> Task brief
Render the stretch of data below, from the line containing "Where can the burning" through the line containing "column 413, row 257", both included, as a JSON list of strings with one string per line. Leave out blank lines.

> Supplied records
[BEGIN]
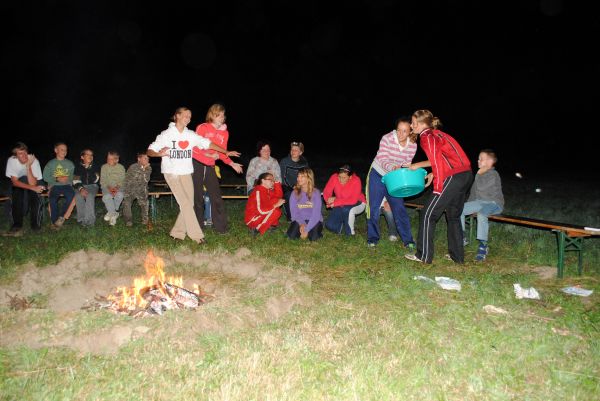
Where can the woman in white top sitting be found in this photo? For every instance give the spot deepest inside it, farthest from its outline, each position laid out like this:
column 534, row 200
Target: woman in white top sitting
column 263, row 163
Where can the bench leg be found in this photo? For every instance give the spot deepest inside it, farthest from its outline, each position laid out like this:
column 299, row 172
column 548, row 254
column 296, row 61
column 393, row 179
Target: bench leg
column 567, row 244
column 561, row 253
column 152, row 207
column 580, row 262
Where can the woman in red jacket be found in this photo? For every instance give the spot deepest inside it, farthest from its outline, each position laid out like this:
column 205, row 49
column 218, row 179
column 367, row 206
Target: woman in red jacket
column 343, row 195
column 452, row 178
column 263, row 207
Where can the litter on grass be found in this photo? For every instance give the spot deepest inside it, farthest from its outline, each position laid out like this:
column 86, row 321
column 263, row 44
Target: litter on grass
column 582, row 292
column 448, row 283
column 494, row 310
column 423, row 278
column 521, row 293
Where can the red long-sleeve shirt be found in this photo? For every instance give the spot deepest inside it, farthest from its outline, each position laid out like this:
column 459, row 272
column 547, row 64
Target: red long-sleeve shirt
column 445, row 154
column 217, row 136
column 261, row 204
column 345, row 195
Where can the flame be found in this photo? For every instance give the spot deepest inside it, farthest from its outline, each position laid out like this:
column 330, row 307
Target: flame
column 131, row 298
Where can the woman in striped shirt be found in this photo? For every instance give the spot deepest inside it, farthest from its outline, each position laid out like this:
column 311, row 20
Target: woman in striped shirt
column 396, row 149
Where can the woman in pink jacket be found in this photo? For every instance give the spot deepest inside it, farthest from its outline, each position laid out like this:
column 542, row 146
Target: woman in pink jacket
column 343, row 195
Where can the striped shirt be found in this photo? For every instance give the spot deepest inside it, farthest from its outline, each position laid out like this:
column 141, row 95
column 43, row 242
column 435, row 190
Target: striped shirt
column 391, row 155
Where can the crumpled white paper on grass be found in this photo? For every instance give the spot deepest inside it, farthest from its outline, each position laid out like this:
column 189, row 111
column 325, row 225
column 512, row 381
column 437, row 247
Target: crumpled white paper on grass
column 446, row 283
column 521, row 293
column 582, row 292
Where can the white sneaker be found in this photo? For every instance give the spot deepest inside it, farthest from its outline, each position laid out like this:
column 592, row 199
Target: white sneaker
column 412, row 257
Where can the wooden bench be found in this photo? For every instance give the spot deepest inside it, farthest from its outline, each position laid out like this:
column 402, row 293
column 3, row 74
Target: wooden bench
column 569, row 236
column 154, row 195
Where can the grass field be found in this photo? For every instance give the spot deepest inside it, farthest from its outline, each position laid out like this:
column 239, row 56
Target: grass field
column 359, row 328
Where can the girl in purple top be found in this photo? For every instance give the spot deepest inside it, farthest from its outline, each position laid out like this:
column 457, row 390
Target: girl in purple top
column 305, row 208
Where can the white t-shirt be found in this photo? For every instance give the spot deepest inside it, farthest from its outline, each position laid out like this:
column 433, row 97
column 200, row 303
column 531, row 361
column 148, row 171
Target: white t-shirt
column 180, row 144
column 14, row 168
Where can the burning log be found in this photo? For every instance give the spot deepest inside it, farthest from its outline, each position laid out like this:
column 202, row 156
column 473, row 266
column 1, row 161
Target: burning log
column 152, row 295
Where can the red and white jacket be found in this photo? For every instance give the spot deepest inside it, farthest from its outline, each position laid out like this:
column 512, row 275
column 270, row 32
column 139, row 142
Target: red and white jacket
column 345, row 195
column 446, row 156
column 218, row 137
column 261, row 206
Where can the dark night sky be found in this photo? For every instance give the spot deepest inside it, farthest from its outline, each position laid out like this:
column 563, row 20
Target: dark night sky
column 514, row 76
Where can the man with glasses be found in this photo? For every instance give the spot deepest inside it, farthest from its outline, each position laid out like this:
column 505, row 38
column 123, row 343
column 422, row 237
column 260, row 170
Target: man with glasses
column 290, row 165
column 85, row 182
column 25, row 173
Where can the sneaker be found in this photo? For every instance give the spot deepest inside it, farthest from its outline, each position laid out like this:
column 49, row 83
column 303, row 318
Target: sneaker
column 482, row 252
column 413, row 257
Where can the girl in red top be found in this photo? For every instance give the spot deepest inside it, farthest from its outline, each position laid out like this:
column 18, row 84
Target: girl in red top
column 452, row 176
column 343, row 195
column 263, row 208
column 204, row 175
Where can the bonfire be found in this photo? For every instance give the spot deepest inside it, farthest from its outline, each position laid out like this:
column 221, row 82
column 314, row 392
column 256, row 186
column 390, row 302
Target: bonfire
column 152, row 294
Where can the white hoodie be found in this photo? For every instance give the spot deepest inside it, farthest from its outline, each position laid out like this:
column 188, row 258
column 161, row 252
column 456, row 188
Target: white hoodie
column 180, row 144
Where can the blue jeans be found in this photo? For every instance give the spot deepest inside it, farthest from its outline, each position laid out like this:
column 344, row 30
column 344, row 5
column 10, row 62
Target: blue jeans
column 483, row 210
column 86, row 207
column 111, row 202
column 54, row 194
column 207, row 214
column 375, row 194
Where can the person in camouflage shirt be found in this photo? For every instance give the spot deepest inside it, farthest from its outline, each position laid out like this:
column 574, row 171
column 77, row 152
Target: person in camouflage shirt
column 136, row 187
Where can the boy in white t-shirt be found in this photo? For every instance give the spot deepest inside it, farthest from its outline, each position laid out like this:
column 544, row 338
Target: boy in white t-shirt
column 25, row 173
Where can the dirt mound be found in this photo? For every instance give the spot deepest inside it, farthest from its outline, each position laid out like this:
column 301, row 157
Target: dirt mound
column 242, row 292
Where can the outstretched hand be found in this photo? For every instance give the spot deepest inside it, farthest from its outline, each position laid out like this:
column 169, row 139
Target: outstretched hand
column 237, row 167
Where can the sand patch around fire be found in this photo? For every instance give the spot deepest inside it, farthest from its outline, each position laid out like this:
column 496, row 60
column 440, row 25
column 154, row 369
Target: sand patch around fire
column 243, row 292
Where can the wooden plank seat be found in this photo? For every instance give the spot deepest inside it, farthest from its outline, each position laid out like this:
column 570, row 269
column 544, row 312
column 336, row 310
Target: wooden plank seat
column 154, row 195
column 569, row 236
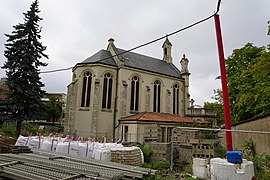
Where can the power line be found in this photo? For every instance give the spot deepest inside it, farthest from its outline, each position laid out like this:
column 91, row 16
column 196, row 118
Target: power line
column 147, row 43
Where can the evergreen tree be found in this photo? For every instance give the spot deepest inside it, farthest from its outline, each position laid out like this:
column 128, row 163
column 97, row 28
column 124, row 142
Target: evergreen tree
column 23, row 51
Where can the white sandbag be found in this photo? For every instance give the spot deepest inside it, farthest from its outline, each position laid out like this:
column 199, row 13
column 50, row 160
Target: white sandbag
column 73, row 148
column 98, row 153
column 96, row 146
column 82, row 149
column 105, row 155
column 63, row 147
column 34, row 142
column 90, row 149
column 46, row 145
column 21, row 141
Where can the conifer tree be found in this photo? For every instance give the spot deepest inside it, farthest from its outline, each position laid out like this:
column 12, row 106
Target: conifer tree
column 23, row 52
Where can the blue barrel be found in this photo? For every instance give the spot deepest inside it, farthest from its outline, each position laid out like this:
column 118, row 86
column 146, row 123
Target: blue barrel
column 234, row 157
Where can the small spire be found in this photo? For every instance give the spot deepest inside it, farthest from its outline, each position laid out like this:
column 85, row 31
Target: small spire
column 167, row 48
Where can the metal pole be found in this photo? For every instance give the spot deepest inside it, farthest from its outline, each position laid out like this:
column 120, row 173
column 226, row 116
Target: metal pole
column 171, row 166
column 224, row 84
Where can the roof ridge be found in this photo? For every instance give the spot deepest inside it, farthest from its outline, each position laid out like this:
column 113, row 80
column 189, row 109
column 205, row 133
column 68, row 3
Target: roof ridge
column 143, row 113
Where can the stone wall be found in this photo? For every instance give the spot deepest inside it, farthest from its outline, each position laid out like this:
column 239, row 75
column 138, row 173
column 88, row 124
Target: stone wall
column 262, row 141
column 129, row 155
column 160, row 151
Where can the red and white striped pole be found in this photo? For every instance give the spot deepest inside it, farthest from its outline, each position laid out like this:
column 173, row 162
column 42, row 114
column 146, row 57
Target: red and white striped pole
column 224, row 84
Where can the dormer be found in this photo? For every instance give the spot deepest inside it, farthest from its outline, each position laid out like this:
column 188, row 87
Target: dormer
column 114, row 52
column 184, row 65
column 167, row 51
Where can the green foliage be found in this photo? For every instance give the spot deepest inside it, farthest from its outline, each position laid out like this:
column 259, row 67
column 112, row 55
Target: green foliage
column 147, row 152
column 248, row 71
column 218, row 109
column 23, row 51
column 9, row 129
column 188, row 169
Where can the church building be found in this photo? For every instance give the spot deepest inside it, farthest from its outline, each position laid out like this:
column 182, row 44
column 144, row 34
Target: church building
[END]
[BEGIN]
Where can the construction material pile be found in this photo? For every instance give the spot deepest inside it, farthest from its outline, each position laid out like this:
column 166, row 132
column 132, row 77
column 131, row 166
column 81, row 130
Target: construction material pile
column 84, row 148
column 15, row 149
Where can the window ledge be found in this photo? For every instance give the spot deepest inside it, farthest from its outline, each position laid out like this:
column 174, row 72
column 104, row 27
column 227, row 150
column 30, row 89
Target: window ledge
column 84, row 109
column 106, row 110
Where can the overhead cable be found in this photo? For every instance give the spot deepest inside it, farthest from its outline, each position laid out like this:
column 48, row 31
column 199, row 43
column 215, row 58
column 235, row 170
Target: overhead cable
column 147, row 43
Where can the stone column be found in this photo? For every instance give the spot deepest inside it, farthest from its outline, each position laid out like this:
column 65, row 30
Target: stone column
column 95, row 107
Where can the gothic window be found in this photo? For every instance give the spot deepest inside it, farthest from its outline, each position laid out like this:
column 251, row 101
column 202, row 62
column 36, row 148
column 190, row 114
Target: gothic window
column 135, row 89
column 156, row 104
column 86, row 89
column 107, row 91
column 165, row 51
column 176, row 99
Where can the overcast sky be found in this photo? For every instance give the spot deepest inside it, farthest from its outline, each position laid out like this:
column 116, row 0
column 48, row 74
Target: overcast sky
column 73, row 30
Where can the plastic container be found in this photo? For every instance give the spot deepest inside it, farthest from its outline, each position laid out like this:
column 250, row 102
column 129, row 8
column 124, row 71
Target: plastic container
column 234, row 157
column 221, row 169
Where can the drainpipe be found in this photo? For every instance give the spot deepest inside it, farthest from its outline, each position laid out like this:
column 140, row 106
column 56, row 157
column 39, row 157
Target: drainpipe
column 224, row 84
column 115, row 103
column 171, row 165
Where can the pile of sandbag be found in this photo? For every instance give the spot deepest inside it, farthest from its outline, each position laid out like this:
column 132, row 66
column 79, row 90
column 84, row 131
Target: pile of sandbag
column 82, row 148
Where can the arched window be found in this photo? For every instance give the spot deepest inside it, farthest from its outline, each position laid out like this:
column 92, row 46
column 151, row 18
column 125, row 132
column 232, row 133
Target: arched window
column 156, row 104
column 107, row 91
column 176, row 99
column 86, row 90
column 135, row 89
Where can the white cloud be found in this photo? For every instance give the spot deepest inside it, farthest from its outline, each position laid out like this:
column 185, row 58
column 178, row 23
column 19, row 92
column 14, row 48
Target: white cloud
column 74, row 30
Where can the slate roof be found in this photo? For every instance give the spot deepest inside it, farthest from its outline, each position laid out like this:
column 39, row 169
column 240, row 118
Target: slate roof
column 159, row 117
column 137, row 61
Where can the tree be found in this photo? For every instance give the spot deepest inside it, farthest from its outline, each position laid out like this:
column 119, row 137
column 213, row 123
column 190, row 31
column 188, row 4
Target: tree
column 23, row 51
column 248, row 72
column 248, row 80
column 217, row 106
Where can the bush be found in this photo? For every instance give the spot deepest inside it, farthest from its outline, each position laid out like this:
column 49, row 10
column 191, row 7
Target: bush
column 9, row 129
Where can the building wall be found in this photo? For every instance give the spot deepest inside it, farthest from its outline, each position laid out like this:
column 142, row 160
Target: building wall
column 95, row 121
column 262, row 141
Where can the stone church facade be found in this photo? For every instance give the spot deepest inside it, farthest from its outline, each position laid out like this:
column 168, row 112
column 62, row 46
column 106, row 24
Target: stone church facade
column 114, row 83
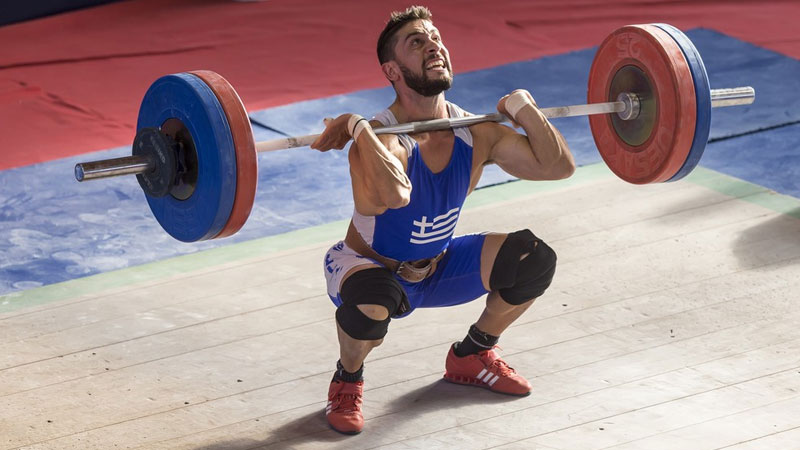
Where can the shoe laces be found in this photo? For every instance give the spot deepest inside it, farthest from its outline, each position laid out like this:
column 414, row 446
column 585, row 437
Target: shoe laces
[END]
[BEGIN]
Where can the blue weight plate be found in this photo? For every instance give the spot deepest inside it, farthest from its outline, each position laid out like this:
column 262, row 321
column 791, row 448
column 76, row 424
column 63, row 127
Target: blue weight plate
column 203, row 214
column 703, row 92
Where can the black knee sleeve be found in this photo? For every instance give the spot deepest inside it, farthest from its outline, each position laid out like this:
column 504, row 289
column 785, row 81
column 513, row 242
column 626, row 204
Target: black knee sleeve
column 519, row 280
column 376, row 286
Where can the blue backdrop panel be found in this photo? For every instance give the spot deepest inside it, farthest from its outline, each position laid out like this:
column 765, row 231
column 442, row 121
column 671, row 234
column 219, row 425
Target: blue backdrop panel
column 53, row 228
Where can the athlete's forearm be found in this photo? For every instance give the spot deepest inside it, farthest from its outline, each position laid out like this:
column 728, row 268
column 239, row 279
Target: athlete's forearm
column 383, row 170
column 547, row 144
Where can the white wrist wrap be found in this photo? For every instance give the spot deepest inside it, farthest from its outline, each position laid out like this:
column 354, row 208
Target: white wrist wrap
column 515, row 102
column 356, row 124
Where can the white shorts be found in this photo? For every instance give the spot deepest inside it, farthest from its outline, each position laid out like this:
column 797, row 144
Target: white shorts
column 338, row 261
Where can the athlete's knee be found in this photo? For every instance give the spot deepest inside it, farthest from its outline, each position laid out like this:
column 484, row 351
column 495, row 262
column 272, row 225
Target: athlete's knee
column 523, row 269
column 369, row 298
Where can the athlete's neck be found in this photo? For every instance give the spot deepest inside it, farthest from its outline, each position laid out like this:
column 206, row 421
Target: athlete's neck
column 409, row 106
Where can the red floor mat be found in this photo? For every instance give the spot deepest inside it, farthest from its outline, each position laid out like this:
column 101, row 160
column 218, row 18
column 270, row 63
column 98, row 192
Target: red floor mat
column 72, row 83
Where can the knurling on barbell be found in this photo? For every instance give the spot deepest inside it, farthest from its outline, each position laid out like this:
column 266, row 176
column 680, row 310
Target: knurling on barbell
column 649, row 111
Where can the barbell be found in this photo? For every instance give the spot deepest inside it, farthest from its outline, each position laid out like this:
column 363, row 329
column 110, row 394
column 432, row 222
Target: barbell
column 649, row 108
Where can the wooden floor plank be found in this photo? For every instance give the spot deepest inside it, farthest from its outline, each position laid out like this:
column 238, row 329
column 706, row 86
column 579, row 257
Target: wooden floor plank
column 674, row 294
[END]
> Solution to this task
[
  "Where can the burning log be found in this photo? For every instance give the spot deepest inside it, farthest from its outline, each position laid out like this:",
  "column 202, row 156",
  "column 473, row 266",
  "column 1, row 161",
  "Target: burning log",
  "column 152, row 295",
  "Where can the red and white jacket be found in this photo? For every instance give the spot deepest inside it, farthest from its outline, each position laid out like this:",
  "column 512, row 275",
  "column 270, row 32",
  "column 139, row 142",
  "Target: red and white jacket",
  "column 345, row 195",
  "column 446, row 156",
  "column 218, row 137",
  "column 261, row 206",
  "Where can the dark night sky be found in this photo? For every instance give the spot deepest inside it, farthest from its outline, each position laid out like this:",
  "column 563, row 20",
  "Target: dark night sky",
  "column 514, row 76",
  "Where can the man with glasses be found in this photo? For every instance give the spot deepest inside it, farthest from its outline, each position laid out like this:",
  "column 505, row 38",
  "column 123, row 343",
  "column 422, row 237",
  "column 260, row 170",
  "Target: man with glasses",
  "column 290, row 165",
  "column 85, row 182",
  "column 25, row 173",
  "Where can the sneaker be found in this photo? For every instance give the spot deepest inside it, farthest from its outline, each position laid out like this:",
  "column 49, row 83",
  "column 303, row 318",
  "Target: sneaker",
  "column 482, row 252",
  "column 413, row 257"
]